### Written request a:
Using the text on The Silent Call below, decide whether each statement agrees with it: (i) 20th Century Fox distributed the film; (ii) the film runs 90 minutes; (iii) Hal G. Evarts wrote the screenplay. Answer yes or no for each, quoting the words of the text that settle it.

### Text extract:
- Theatrical release poster
- Directed by: John A. Bushelman
- Screenplay by: Tom Maruzzi
- Story by: Hal G. Evarts
- Produced by: Leonard A. Schwartz
- Starring: Gail Russell David McLean Roger Mobley Roscoe Ates Milton Parsons Dal McKennon Spike
- Cinematography: Kay Norton
- Edited by: Carl Pierson
- Music by: Richard D. Aurandt
- Production company: Associated Producers Inc
- Distributed by: 20th Century Fox
- Release date: May 1961;
- Running time: 63 minutes
- Country: United States
- Language: English

= The Silent Call =

1961 film

The Silent Call is a 1961 American drama film directed by John A. Bushelman and written by Tom Maruzzi. The film stars Gail Russell (in her final role), David McLean, Roger Mobley, Roscoe Ates, Milton Parsons and Dal McKennon.

It was released in May 1961, by 20th Century Fox.

Pointing dataset excerpts:

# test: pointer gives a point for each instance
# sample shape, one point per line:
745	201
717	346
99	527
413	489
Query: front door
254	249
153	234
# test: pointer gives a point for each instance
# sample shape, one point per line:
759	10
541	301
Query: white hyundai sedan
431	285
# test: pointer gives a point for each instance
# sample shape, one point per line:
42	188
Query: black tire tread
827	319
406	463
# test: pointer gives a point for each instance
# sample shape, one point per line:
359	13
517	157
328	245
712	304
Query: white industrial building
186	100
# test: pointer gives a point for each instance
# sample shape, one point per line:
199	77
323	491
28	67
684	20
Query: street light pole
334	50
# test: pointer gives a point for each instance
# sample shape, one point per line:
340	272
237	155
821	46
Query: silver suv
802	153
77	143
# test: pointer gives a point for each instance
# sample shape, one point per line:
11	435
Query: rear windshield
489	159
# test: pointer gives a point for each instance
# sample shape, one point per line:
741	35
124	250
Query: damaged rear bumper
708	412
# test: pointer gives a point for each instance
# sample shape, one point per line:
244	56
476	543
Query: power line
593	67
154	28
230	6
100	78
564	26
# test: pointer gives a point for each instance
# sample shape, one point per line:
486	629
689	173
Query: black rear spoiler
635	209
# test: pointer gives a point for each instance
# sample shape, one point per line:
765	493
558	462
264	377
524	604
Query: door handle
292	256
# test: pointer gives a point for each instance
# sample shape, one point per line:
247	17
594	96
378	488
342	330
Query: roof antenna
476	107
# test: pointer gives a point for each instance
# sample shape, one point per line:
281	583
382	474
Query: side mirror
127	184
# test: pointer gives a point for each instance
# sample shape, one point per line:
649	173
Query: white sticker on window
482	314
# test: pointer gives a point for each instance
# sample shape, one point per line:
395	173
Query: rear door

### Written request b:
Count the lines of the records above that contain the string "rear", and give only the number.

### Full solution a:
(i) Yes: "Distributed by: 20th Century Fox"
(ii) No: "Running time: 63 minutes"
(iii) No: "Screenplay by: Tom Maruzzi"

### Full solution b:
4